→ Instructions for the task: Exactness is required. Restate every entry as written.
══ Data shown ══
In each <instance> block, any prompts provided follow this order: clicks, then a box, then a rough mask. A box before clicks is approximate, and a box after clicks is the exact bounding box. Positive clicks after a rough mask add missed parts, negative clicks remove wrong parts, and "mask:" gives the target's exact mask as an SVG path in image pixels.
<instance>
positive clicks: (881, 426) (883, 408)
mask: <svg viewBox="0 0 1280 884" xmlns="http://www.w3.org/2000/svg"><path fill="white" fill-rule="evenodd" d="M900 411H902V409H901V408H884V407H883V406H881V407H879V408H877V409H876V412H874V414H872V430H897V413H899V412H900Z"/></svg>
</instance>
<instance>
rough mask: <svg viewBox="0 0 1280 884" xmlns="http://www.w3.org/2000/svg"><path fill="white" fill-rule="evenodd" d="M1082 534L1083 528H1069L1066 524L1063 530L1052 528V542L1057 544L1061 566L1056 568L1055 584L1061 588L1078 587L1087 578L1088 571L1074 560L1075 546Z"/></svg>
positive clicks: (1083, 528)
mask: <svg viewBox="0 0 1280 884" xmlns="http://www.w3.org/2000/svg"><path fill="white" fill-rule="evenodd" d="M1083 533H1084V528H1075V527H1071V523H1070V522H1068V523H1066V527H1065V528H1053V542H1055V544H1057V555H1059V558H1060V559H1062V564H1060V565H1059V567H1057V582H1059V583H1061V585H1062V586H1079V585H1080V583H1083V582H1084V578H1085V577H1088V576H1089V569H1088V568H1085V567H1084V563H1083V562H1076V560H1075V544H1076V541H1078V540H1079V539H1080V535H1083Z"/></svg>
═══
→ Answer to the exercise:
In each <instance> block, any prompts provided follow this order: clicks, then a box, then a rough mask. A box before clicks is approximate, and a box after clicks is the exact bounding box. Positive clicks after a rough mask add missed parts, negative clicks remove wrong parts, and "mask:" gives the target's exact mask as an SVG path in image pixels.
<instance>
positive clicks: (881, 426) (883, 408)
mask: <svg viewBox="0 0 1280 884" xmlns="http://www.w3.org/2000/svg"><path fill="white" fill-rule="evenodd" d="M900 411H902V409H901V408H884V407H883V406H881V407H879V408H877V409H876V412H874V414H872V430H897V413H899V412H900Z"/></svg>
</instance>
<instance>
rough mask: <svg viewBox="0 0 1280 884" xmlns="http://www.w3.org/2000/svg"><path fill="white" fill-rule="evenodd" d="M1082 534L1083 528H1069L1066 524L1063 530L1052 528V542L1057 544L1061 566L1056 568L1055 584L1061 588L1078 587L1087 578L1088 571L1074 560L1075 546Z"/></svg>
positive clicks: (1083, 528)
mask: <svg viewBox="0 0 1280 884" xmlns="http://www.w3.org/2000/svg"><path fill="white" fill-rule="evenodd" d="M1083 533H1084V528H1075V527H1071V523H1070V522H1068V523H1066V527H1065V528H1053V542H1055V544H1057V555H1059V558H1060V559H1062V564H1060V565H1059V567H1057V582H1059V583H1061V585H1062V586H1079V585H1080V583H1083V582H1084V578H1085V577H1088V576H1089V569H1088V568H1085V567H1084V563H1083V562H1076V560H1075V544H1076V541H1078V540H1079V539H1080V535H1083Z"/></svg>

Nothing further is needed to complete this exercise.